_PROVIDED RECORDS:_
==*==

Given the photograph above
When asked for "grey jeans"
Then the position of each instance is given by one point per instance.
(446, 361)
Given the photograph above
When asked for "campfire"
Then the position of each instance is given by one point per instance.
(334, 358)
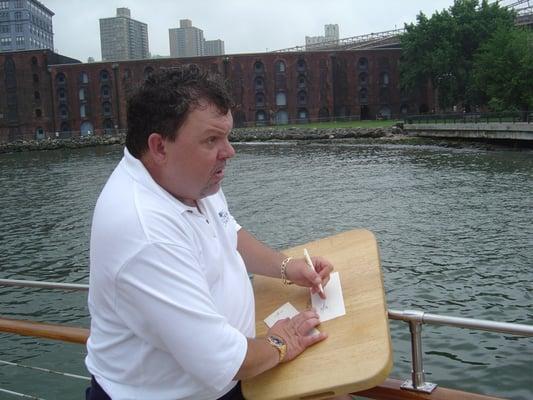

==*==

_EXERCISE DESCRIPTION:_ Write out all of the material above word for word, but leave out the pictures.

_OUTPUT OF THE EXERCISE:_
Given the photograph above
When asked for "grey jeans"
Then the position of each instance is given by one point per instance.
(446, 361)
Given the photograph above
When asked for "campfire"
Then the position of each instance is given by one point per instance.
(334, 358)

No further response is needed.